= Exercise objective =
Extract each line of the listing that contains the word "ginger".
-=-=-=-=-
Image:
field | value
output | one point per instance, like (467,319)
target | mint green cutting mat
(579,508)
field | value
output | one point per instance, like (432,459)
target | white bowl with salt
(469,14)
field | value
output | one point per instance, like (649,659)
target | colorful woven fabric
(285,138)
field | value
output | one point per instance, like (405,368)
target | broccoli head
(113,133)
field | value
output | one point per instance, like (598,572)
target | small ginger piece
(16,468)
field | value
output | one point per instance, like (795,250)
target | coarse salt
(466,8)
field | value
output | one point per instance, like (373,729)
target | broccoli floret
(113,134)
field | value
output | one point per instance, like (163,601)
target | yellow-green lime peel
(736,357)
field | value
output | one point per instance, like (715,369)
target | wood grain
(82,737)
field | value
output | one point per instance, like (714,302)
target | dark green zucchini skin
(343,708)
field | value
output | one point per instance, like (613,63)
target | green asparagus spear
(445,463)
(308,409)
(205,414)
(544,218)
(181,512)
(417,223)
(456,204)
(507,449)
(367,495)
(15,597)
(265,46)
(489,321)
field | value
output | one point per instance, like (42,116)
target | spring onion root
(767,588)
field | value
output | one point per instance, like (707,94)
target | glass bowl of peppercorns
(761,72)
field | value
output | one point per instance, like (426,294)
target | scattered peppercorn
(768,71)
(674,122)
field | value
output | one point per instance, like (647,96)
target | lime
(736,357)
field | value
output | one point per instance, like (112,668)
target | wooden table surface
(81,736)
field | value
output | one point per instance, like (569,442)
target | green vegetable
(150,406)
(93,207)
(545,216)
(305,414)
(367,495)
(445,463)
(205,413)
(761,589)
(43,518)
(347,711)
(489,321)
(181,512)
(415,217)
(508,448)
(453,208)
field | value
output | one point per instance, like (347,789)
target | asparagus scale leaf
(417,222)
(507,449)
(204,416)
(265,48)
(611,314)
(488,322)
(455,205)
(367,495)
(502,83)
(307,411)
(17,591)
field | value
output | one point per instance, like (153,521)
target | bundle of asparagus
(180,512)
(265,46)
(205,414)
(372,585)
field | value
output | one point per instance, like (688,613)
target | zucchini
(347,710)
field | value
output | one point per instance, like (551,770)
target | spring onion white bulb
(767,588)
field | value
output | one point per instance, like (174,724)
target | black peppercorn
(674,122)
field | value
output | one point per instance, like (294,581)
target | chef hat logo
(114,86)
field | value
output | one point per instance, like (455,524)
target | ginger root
-=-=-=-=-
= Solution for this problem =
target | small ginger piece
target | ginger root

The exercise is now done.